Document segment:
From 77ee2c903ed2b0442dcc7ada578d9a57f3e43df7 Mon Sep 17 00:00:00 2001
From: pwalkow <pwalkow@gpu-server.ws.clarin>
Date: Fri, 17 Mar 2023 17:24:36 +0100
Subject: [PATCH] 10 spoilers

---
 experiments/scripts/attack.py | 80 ++++++++++++++++++++++++++---------
 1 file changed, 60 insertions(+), 20 deletions(-)

diff --git a/experiments/scripts/attack.py b/experiments/scripts/attack.py
index d9a0db8..721d46f 100644
--- a/experiments/scripts/attack.py
+++ b/experiments/scripts/attack.py
@@ -1,4 +1,5 @@
 """Script for running attacks on datasets."""
+import importlib
 import json
 
 import click
@@ -7,14 +8,14 @@ import os
 
 import torch
 from tqdm import tqdm
-from text_attacks.utils import get_classify_function
 from textfooler import Attack, TextFooler, Similarity, BaseLine, \
     process, run_queue, filter_similarity_queue, spoil_queue
-from time import sleep
+from time import sleep, time
 from multiprocessing import Process
 from multiprocessing import Queue, Manager
-import multiprocess
 from threading import Thread
+from sklearn.metrics import classification_report, confusion_matrix
+import numpy as np
 
 TEXT = "text"
 LEMMAS = "lemmas"
@@ -46,27 +47,55 @@ DEFAULT_RES = {
 }
 
 
-def data_producer(queue_out, input_file):
-    dataset_df = pd.read_json(input_file, lines=True)
+def data_producer(queue_out, dataset_df):
     for i, cols in tqdm(
             dataset_df[[TEXT, ID, LEMMAS, TAGS, ORTHS]].iterrows(), total=len(dataset_df)
     ):
         sentence, sent_id, lemmas, tags, orths = cols[0], cols[1], \
                                                  cols[2], cols[3], cols[4]
         queue_out.put([sentence, orths, [], lemmas, tags, sent_id])
-    queue_out.put(None)
 
 
-def data_saver(queue_in, output_file):
+def data_saver(queue_in, queue_log, output_file, output_dir, cases_nbr, que_kill, to_kill_nbr):
+    processed_nbr, start = 0, time()

Aim:
Reproduce the patch above, starting with "From 77ee2c903ed2b0442dcc7ada578d9a57f3e43df7 Mon" and going on through "insertions(+), 20 deletions(-)".

Given records:

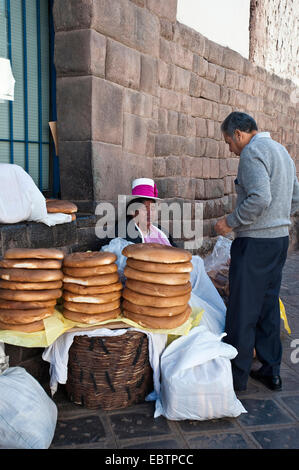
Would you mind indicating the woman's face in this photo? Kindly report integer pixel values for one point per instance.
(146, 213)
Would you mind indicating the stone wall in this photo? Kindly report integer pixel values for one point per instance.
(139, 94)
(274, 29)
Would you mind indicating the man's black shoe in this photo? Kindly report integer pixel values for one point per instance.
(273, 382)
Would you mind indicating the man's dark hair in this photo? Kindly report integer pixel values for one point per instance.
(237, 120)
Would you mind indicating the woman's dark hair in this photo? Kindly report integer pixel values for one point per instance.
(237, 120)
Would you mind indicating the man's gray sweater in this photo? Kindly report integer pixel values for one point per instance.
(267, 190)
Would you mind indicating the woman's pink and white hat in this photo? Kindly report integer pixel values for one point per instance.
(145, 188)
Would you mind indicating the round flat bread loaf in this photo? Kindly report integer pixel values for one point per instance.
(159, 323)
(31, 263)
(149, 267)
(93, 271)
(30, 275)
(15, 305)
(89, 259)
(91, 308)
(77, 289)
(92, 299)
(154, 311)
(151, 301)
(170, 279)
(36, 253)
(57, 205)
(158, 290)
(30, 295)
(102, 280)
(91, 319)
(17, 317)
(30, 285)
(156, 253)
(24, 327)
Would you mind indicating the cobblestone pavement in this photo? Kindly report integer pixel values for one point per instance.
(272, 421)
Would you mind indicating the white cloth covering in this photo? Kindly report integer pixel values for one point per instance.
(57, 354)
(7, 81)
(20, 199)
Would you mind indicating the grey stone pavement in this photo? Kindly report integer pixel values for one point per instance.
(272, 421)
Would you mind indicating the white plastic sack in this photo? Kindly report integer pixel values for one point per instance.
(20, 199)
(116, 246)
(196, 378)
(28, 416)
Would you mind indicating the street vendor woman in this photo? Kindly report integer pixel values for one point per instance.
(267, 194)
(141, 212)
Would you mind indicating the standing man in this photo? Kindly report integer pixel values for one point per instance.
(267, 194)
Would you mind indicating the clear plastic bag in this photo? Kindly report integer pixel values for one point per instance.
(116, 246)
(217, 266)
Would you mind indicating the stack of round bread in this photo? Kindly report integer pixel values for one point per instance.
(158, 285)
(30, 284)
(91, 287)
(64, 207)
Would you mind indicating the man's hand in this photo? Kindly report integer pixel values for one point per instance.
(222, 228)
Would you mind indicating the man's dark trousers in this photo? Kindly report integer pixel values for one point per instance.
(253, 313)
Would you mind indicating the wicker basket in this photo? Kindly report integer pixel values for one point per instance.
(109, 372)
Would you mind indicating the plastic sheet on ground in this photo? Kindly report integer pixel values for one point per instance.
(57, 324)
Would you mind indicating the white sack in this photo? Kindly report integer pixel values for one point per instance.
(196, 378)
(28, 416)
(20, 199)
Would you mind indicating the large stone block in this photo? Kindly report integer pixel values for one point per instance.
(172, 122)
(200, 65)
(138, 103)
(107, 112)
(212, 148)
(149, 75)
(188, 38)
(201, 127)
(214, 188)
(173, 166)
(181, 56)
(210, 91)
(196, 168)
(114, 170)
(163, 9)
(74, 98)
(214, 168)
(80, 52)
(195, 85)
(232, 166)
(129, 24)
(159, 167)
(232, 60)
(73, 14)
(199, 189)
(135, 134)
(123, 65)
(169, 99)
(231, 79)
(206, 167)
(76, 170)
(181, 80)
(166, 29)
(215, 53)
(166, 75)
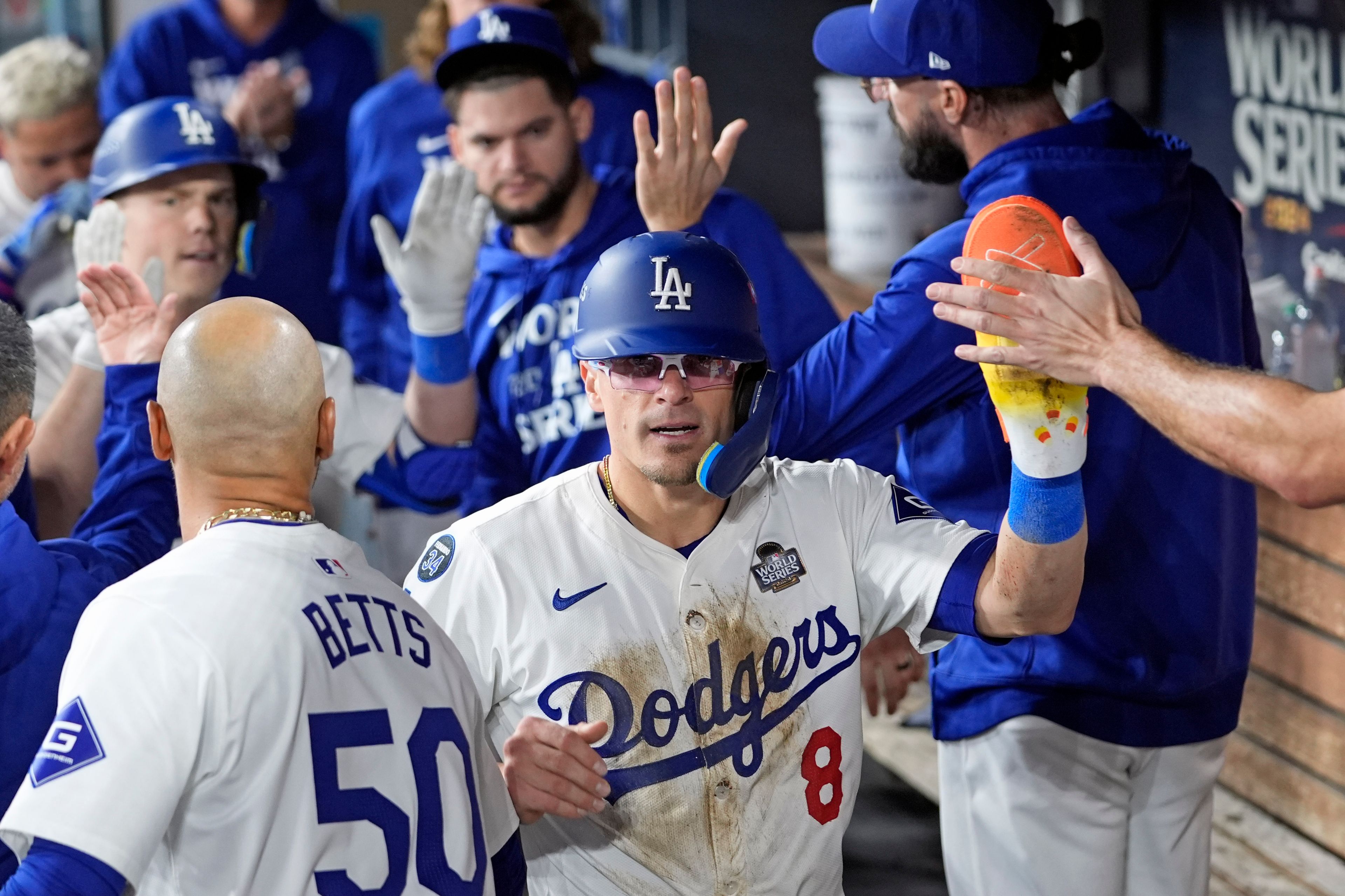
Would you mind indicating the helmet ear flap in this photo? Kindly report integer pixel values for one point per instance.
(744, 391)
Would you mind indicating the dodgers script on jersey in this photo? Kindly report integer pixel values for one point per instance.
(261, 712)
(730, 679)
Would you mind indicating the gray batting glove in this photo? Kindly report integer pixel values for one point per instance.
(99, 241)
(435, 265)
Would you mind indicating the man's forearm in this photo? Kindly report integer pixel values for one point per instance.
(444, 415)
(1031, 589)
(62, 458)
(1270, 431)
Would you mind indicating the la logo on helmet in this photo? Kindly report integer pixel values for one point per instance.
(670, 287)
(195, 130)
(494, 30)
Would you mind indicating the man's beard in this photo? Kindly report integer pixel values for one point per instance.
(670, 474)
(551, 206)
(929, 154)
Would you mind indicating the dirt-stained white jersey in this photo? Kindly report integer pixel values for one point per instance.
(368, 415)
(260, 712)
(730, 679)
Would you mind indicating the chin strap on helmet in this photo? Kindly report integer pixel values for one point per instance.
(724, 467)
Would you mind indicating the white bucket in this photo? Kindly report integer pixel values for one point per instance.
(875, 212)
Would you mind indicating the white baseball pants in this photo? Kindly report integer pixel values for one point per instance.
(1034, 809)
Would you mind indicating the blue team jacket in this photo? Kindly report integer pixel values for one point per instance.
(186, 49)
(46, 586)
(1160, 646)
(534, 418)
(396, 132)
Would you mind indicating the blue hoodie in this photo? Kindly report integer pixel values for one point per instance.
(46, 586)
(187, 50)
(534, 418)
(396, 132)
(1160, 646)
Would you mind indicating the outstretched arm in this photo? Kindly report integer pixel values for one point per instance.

Expected answer:
From 77ee2c903ed2b0442dcc7ada578d9a57f3e43df7 Mon Sep 17 00:00:00 2001
From: pwalkow <pwalkow@gpu-server.ws.clarin>
Date: Fri, 17 Mar 2023 17:24:36 +0100
Subject: [PATCH] 10 spoilers

---
 experiments/scripts/attack.py | 80 ++++++++++++++++++++++++++---------
 1 file changed, 60 insertions(+), 20 deletions(-)